### [Aim of the task]
Return the material below exactly as it appears, word for word, but leave out the pictures.

### [Input rows]
- - -

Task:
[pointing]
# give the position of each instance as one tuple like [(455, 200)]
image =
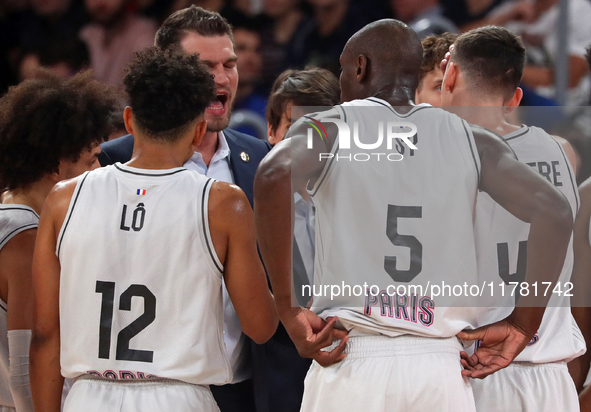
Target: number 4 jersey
[(502, 252), (391, 216), (141, 284)]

- - -

### [Solved exercise]
Task:
[pointing]
# give the position of each instance as one tuple like [(455, 200)]
image =
Target: number 4 jersey
[(502, 252), (391, 216), (141, 284)]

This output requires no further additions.